Note: To work around the situation of Unicast NLB limitation, we can statically hard code the ARP and MAC address pointing to the correct interface. Please refer to bug ID CSCuq03168 in detail in the “Open Caveats—Cisco NX-OS Release 7.0(3)I1(3)” section.
■ TCAM resources are not shared when:
¯ Routed ACL (Access Control List) is applied to multiple SVIs in the egress direction
¯ Applying VACL (VLAN ACL) to multiple VLANs
■ Cisco Nexus 9000 Series switch hardware does not support range checks (layer 4 operators) in egress TCAM. Because of this, ACL/QoS policies with layer 4 operations-based classification need to be expanded to multiple entries in the egress TCAM. Egress TCAM space planning should take this limitation into account.
■ Applying the same QoS policy and ACL on multiple interfaces requires applying the qos-policy with the no-stats option to share the label.
■ Multiple port VLAN mappings configured on an interface during a rollback operation causes the rollback feature to fail.
■ The following switches support QSFP+ with the QSA (QSFP to SFP/SFP+ Adapter) (40G to 10G QSA):
¯ N9K-C9396PX
¯ N9K-C9396TX
¯ N9K-C93128TX
¯ N9K-C9372PX,
¯ N9K-C9372TX
¯ N9K-C9332PQ
Note: The Nexus 9300 support for the QSFP+ with QSA adapter has the following limitations:
■ Only 10G can be supported using QSA on 40G uplink ports on N9300 switches in NX-OS.
■ 1G with QSA is not supported.
■ For the Cisco Nexus 9332PQ switch, all ports except 13-14 and 27-32 can support breakout
■ All ports in the QSA speed group must operate at the same speed (see the configuration guide)
■ The following switches support the breakout cable (40G ports to 4x10G ports):
¯ N9K-C9332PQ
¯ N9K-X9436PQ
¯ N9K-X9536PQ
■ A DHCP relay to a subnet broadcast address does not work. Workaround: Configure ip directed-broadcast.

Tasks to complete:
A - Reproduce the portion of the Nexus 9000 limitations notes from "Note: To work" up to and including "share the label.".
B - List every switch or module model that the Nexus 9000 limitations notes name as supporting the breakout cable (40G ports to 4x10G ports).
C - Extend the Nexus 9000 limitations notes with the next part, starting after the final sentence.

Entries:
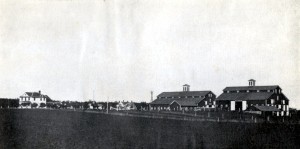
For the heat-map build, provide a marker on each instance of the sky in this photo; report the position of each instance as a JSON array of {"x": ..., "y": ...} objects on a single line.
[{"x": 124, "y": 49}]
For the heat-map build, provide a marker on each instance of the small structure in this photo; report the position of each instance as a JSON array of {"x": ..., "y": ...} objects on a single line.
[
  {"x": 241, "y": 97},
  {"x": 263, "y": 110},
  {"x": 126, "y": 106},
  {"x": 184, "y": 100},
  {"x": 142, "y": 106}
]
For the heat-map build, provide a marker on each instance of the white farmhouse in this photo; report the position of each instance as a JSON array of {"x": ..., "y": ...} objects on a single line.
[{"x": 34, "y": 97}]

Expected responses:
A -
Note: To work around the situation of Unicast NLB limitation, we can statically hard code the ARP and MAC address pointing to the correct interface. Please refer to bug ID CSCuq03168 in detail in the “Open Caveats—Cisco NX-OS Release 7.0(3)I1(3)” section.
■ TCAM resources are not shared when:
¯ Routed ACL (Access Control List) is applied to multiple SVIs in the egress direction
¯ Applying VACL (VLAN ACL) to multiple VLANs
■ Cisco Nexus 9000 Series switch hardware does not support range checks (layer 4 operators) in egress TCAM. Because of this, ACL/QoS policies with layer 4 operations-based classification need to be expanded to multiple entries in the egress TCAM. Egress TCAM space planning should take this limitation into account.
■ Applying the same QoS policy and ACL on multiple interfaces requires applying the qos-policy with the no-stats option to share the label.

B -
N9K-C9332PQ
N9K-X9436PQ
N9K-X9536PQ

C -
■ The show license usage command shows the incorrect license if a valid license is installed over an honor license.
■ An ACL or source VLAN on a SPAN session affects traffic on other sessions.
■ Traffic is not spanned if SPAN ACL and policy-based routing are enabled.
■ When the interface is in the STP block state, and DHCP snoop is configured on the VLANs of this interface, the DHCP packets coming from the VLANs cannot be blocked by STP.
■ When a QoS policy with a policer is applied on a FEX HIF port, the actual policing happens at the switch and not at the FEX. As a result, the internal VNTAG header of 6 bytes is also considered by the policer.
■ Limitations for ALE uplink ports are listed at the following URL:
This section provides guidelines and limitations for configuring private VLANs.
■ Secondary and Primary VLAN Configuration
■ Private VLAN Port Configuration
■ Limitations with Other Features
Private VLANs have the following configuration guidelines and limitations:
■ Private VLANs must be enabled before the device can apply the private VLAN functionality.
■ VLAN interface feature must be enabled before the device can apply this functionality.
■ VLAN network interfaces for all VLANs that you plan to configure as secondary VLANs should be shut down before being configured.
■ When a static MAC is created on a regular VLAN, and then that VLAN is converted to a secondary VLAN, the Cisco NX-OS maintains the MAC that was configured on the secondary VLAN as the static MAC.
■ Private VLANs support port modes as follows:
¯ Promiscuous
¯ Promiscuous trunk
¯ Isolated host
¯ Isolated host trunk
¯ Community host
■ When configuring PVLAN promiscuous or PVLAN isolated trunks, it is recommended to allow non-private VLANs in the list specified by the switchport private-vlan trunk allowed id command.
■ Private VLANs are mapped or associated depending on the PVLAN trunk mode.
■ Private VLANs support the following:
¯ PACLs (Port Access Control Lists)
¯ RACLs (Router Access Control Lists)
¯ Layer 2 forwarding
¯ PVLAN across switches through a regular trunk port
■ Private VLANs support SVIs as follows:
¯ SVI allowed only on primary VLANs
¯ Primary and secondary IP's on the SVI
¯ HSRP on the primary SVI
■ Private VLANs support PVLAN and STP as follows:
¯ RSTPs
¯ MSTs
■ Private VLANs do not provide support for Cisco Fabric Extenders (FEXs).
■ Private VLANs port mode is not supported on the following:
¯ 40G interfaces of the Cisco Nexus C9396PX or Cisco Nexus C93128TX
¯ Cisco Nexus 3164Q
■ Private VLANs do not provide port mode support for the following:
¯ Port channels
¯ vPCs (Virtual Port Channels) interfaces
■ Private VLANs do not provide support on breakout.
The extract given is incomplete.